**Exercise description:** Reproduce the listing below as it stands. Leave out each image.

**Source material:**
════════════════════

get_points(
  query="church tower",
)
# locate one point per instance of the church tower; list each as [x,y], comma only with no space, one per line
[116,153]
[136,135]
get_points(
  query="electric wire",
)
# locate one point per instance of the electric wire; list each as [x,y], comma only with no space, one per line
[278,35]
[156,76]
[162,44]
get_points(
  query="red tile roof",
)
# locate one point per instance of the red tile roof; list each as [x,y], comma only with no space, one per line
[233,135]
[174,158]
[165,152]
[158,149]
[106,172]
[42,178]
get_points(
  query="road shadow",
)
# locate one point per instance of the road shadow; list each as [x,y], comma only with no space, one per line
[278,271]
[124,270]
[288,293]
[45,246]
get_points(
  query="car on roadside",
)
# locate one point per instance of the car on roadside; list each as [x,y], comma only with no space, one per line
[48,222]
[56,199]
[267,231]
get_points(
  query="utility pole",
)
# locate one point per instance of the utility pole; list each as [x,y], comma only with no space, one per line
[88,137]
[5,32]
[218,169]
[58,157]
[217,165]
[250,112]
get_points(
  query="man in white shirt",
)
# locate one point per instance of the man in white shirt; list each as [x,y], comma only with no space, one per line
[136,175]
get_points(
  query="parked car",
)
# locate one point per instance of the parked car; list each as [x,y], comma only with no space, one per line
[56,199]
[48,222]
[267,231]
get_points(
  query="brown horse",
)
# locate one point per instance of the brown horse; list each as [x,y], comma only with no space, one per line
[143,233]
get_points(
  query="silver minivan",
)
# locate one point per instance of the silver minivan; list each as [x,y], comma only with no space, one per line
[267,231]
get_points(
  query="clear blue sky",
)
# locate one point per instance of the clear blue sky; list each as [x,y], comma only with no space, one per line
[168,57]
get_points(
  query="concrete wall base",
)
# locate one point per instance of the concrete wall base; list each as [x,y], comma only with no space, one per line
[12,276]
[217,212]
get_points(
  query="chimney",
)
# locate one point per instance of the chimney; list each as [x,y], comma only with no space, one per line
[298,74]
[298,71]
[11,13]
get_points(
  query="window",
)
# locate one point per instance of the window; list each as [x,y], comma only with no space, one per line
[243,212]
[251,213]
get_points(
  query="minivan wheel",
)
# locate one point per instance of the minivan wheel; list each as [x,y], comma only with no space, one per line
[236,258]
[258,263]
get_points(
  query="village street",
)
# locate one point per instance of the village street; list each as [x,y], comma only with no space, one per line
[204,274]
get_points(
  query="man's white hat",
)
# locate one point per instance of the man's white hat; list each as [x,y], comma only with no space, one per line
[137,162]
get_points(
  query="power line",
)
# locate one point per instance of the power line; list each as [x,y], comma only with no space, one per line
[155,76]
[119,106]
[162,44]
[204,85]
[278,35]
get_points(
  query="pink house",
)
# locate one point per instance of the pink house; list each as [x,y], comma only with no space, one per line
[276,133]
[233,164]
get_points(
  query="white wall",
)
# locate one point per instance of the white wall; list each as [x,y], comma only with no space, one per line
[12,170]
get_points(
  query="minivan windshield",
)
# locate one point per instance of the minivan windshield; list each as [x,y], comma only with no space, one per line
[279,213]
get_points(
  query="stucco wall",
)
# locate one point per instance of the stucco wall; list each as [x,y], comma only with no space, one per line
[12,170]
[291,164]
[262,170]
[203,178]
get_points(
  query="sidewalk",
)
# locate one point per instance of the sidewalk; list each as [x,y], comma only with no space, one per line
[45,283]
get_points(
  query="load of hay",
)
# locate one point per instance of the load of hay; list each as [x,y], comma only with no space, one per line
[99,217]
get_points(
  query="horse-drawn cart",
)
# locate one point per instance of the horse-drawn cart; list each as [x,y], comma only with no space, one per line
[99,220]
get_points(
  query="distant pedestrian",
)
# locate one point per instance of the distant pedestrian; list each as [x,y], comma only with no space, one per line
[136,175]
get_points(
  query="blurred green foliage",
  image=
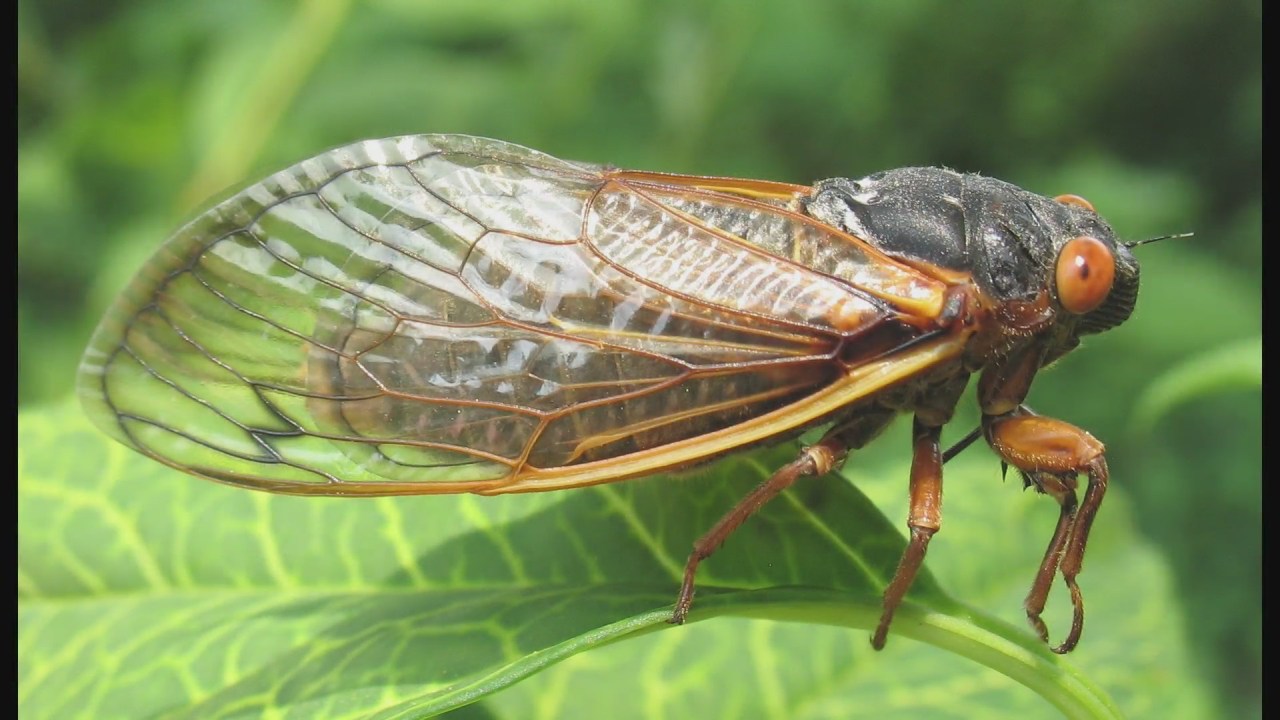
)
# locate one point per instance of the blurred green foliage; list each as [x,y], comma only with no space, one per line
[135,113]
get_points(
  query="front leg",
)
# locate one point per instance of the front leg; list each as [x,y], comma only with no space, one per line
[1051,454]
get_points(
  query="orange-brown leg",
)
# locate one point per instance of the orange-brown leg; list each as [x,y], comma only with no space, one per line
[924,518]
[817,460]
[1051,454]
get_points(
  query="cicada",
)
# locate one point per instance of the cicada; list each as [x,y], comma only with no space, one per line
[442,314]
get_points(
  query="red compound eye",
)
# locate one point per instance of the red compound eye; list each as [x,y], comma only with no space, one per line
[1075,200]
[1084,273]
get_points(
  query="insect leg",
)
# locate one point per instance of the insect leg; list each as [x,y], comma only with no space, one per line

════════════════════

**Result of this task:**
get_points(
  query="church tower",
)
# locate one point per instance of the church tower; list each as [x,y], comma only with no space, one per line
[116,153]
[136,135]
get_points(
  query="electric wire",
)
# locate one point per instance of the electric wire; list each as [x,y], comma only with no space, one per line
[278,35]
[156,76]
[162,44]
get_points(
  query="red tile roof",
)
# locate one point per instance of the red tile roof; list each as [x,y], comma only with no space, one per line
[233,135]
[174,158]
[165,152]
[158,149]
[106,172]
[42,178]
get_points(
  query="road shadow",
)
# locate one point per instance of the road shadow; list each as [x,y], comma only with no space, one per line
[278,271]
[124,270]
[288,293]
[45,246]
get_points(
  query="car on roadside",
)
# locate one point per instance of the car on roadside; list each as [x,y], comma only with no space, one per line
[48,222]
[56,199]
[267,231]
get_points(
  query="utility pole",
)
# locate one point per instance of the utility pole; list each as [x,y], comma only with no space, one per line
[88,137]
[5,32]
[218,169]
[58,157]
[217,165]
[250,112]
get_points(
  query="man in white shirt",
)
# locate one point per instance of the man in white shirt; list each as [x,y], comma only with no space, one per line
[136,175]
get_points(
  query="parked car",
)
# locate one point per instance of the parked car; list each as [x,y], comma only with no space, one per line
[56,199]
[48,222]
[267,231]
get_points(
  query="brown horse",
)
# locate one point per instance of the brown horse; list each as [x,y], comma only with no space, one per line
[143,233]
get_points(
  query="silver minivan",
)
# locate one point per instance of the silver minivan; list each as [x,y], comma only with no space, one per line
[267,231]
get_points(
  query="clear blue sky",
)
# locate one point per instance of the clear blue sky; list each as [x,y], comma only with no space, one per line
[168,57]
get_points(
  query="concrete wall base",
)
# locate one point per instance of the concrete wall base; list each as [x,y], comma only with no space, one per line
[12,276]
[217,212]
get_points(
  query="chimney",
)
# locate one point per instance of the chimney; list each as [x,y], comma only with no space, one per line
[298,74]
[298,71]
[11,13]
get_points(
  query="window",
)
# locate one point per instance of the window; list each as [x,y], comma only with no space, one per line
[243,212]
[251,213]
get_points(
  query="minivan wheel",
)
# locate one point per instance of the minivan wheel; list each as [x,y], comma only with no space, one per line
[236,258]
[258,263]
get_points(
  query="village street",
)
# locate one point per instance of the village street; list each as [x,y], comma only with no space, one per line
[204,274]
get_points(
  query="man's white hat",
)
# locate one point per instance of the man's white hat; list each as [x,y], comma only with no space, one per line
[137,162]
get_points(
  query="power line",
)
# locate one point per instance of the power line; list each as [x,y], comma only with no space, one per line
[155,76]
[119,106]
[162,44]
[204,85]
[278,35]
get_points(
  query="pink house",
)
# locate one point per instance of the pink house; list each as [x,y], comma only with no space, one per line
[276,133]
[233,164]
get_points(
  query="white wall",
)
# locate one point per instance of the white wall; list each as [x,y], comma only with no space, one per line
[12,170]
get_points(
  query="minivan windshield",
)
# locate one point per instance of the minivan windshield; list each as [x,y], comma only with no space, one per line
[279,213]
get_points(
  query="stucco wall",
)
# locate one point per instance of the stucco wall; list each as [x,y], comma only with no space, one per line
[12,170]
[291,164]
[262,170]
[203,178]
get_points(
  query="sidewalk",
)
# locate one point per instance of the sidewalk; list each as [x,y], comma only with no space, one per line
[45,283]
get_points(
  query="load of hay",
)
# locate one point per instance of the load of hay; list each as [x,y], comma only with no space, one per line
[99,217]
get_points(
  query="horse-drawn cart",
)
# locate one point per instance of the horse-drawn cart; list each as [x,y], comma only with no space, one per line
[99,220]
get_points(
  query="distant pedestrian",
)
# locate one point per instance of the distant pedestrian; list each as [x,y], comma only with no space, one per line
[136,175]
get_points(
  query="blurred green foliage",
  image=
)
# locate one point per instance of the blurred green foliage; list each as [x,y], comma only with no space, one per line
[135,113]
get_points(
  query="front leg",
)
# locate one point per instance of the front leg; list each as [x,y], comma only with no space, one per line
[1051,454]
get_points(
  query="orange-brown leg",
)
# locate one point per instance of the orange-brown leg; list each as [x,y], comma only with no space, one per line
[924,518]
[817,460]
[1051,454]
get_points(
  query="cicada",
)
# locate one point per instance of the cicada; list each as [x,y], comma only with no space, one per line
[442,314]
get_points(
  query="red compound eye",
)
# locate one point per instance of the red compound eye; list each as [x,y], comma only with no space, one per line
[1075,200]
[1084,273]
get_points(
  query="insect leg",
)
# locate one point per instance of the insect leg; list each as [x,y], comma only with no space, one per line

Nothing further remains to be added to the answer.